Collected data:
· · · · · · ·
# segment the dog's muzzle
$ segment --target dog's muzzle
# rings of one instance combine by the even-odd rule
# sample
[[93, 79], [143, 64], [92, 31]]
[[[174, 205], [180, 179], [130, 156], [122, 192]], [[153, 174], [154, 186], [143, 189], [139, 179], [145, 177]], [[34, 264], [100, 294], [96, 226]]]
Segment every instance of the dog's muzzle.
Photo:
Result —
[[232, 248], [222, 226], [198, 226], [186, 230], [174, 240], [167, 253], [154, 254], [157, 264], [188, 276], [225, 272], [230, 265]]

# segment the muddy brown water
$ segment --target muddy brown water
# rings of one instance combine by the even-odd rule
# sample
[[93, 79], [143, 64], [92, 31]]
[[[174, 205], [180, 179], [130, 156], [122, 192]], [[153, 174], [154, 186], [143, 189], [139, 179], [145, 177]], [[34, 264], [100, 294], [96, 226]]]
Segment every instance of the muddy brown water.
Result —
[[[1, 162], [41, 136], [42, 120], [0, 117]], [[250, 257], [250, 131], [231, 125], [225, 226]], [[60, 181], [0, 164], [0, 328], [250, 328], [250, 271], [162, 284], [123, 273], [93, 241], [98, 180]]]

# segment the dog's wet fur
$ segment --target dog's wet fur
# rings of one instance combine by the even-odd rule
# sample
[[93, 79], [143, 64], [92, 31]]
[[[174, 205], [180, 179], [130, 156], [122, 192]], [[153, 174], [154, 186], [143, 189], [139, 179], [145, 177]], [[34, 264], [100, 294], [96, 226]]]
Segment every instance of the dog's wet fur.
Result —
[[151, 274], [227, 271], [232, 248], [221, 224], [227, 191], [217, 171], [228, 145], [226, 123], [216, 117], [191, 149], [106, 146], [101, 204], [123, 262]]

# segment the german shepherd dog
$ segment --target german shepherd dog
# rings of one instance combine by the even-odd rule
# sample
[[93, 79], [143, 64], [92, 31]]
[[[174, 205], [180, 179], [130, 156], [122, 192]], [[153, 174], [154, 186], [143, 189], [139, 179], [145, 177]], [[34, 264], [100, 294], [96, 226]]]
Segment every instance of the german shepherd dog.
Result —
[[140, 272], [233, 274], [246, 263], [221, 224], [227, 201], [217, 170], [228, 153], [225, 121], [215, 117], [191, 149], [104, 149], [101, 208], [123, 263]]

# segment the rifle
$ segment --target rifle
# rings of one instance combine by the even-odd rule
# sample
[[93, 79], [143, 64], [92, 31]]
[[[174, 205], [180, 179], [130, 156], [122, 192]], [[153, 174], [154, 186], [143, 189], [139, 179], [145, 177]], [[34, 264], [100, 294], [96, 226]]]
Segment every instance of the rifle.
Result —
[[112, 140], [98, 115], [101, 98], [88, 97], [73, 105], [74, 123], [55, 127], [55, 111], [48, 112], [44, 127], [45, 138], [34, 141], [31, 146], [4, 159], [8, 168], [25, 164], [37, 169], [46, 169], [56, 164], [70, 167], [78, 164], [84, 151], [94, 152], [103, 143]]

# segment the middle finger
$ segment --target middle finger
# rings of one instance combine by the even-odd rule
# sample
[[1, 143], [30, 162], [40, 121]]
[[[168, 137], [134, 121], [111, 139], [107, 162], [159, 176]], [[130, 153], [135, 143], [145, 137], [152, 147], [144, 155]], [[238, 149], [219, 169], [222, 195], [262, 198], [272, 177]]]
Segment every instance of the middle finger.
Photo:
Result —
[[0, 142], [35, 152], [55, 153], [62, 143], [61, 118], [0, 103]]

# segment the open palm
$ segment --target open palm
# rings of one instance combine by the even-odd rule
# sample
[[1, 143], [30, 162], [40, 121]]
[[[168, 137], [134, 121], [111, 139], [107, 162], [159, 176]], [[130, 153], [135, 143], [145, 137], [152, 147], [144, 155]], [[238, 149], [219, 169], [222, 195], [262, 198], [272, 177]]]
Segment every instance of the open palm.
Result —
· · · · · · ·
▶ _WHAT THE TASK REQUIRES_: A complete, exact copy of the records is what is needed.

▶ _EXPECTED ANSWER_:
# segment the dog's muzzle
$ segment --target dog's muzzle
# rings of one instance combine by the even-odd rule
# sample
[[93, 79], [143, 64], [92, 31]]
[[[174, 205], [180, 179], [130, 156], [122, 192]], [[153, 174], [154, 186], [143, 189], [139, 179], [145, 177]], [[34, 264], [100, 294], [96, 226]]]
Segment every instance of the dog's muzzle.
Photo:
Result —
[[232, 248], [222, 226], [198, 226], [186, 230], [174, 240], [167, 253], [154, 254], [157, 264], [188, 276], [225, 272], [230, 265]]

# segment the muddy brown water
$ segment --target muddy brown water
# rings of one instance combine by the even-odd rule
# sample
[[93, 79], [143, 64], [92, 31]]
[[[174, 205], [180, 179], [130, 156], [122, 192]], [[153, 174], [154, 186], [143, 189], [139, 179], [145, 177]], [[34, 264], [100, 294], [96, 226]]]
Segment every instance of the muddy brown water.
Result —
[[[1, 162], [41, 136], [42, 120], [0, 117]], [[250, 257], [250, 131], [231, 125], [225, 226]], [[60, 181], [0, 164], [0, 328], [250, 328], [250, 271], [162, 284], [123, 273], [93, 241], [98, 180]]]

# segment the dog's wet fur
$ segment --target dog's wet fur
# rings of one instance combine by the even-odd rule
# sample
[[93, 79], [143, 64], [92, 31]]
[[[174, 205], [180, 179], [130, 156], [122, 192]], [[153, 174], [154, 186], [143, 189], [139, 179], [145, 177]], [[34, 264], [100, 294], [96, 226]]]
Segment every instance of the dog's wet fur.
Result —
[[151, 274], [227, 271], [232, 248], [221, 224], [227, 191], [217, 171], [228, 145], [226, 123], [216, 117], [191, 149], [106, 146], [101, 204], [123, 262]]

# segment the german shepherd dog
$ segment --target german shepherd dog
# rings of one instance combine by the even-odd rule
# sample
[[93, 79], [143, 64], [92, 31]]
[[[174, 205], [180, 179], [130, 156], [122, 192]], [[153, 174], [154, 186], [143, 189], [139, 179], [145, 177]], [[34, 264], [100, 294], [96, 226]]]
Segment every instance of the german shepherd dog.
Result —
[[140, 272], [233, 274], [246, 263], [221, 224], [227, 201], [217, 170], [228, 153], [225, 121], [215, 117], [191, 149], [104, 149], [101, 208], [123, 263]]

# segment the rifle
$ segment --target rifle
# rings of one instance combine by the even-odd rule
# sample
[[93, 79], [143, 64], [92, 31]]
[[[174, 205], [180, 179], [130, 156], [122, 192]], [[153, 174], [154, 186], [143, 189], [139, 179], [145, 177]], [[34, 264], [100, 294], [96, 226]]]
Segment every instance of the rifle.
Result —
[[112, 140], [98, 115], [101, 98], [88, 97], [73, 105], [74, 123], [55, 127], [55, 111], [48, 112], [44, 127], [45, 138], [34, 141], [31, 146], [4, 159], [8, 168], [25, 164], [37, 169], [46, 169], [56, 164], [70, 167], [78, 164], [84, 151], [94, 152], [103, 143]]

# segment the middle finger
$ segment --target middle finger
# rings of one instance combine by the even-odd rule
# sample
[[1, 143], [30, 162], [40, 121]]
[[[168, 137], [134, 121], [111, 139], [107, 162], [159, 176]], [[130, 153], [135, 143], [145, 137], [152, 147], [144, 155]], [[238, 149], [219, 169], [222, 195], [262, 198], [272, 177]]]
Segment every instance of the middle finger.
Photo:
Result —
[[0, 142], [35, 152], [55, 153], [62, 143], [61, 118], [0, 103]]

# segment the open palm
$ segment --target open palm
# rings of one instance combine by the even-odd rule
# sample
[[1, 143], [30, 162], [40, 121]]
[[[168, 137], [134, 121], [111, 139], [107, 162], [159, 176]], [[130, 153], [135, 143], [145, 137], [152, 147], [144, 155]], [[238, 149], [219, 169], [222, 195], [262, 198], [272, 177]]]
Segment every instance of the open palm.
Result —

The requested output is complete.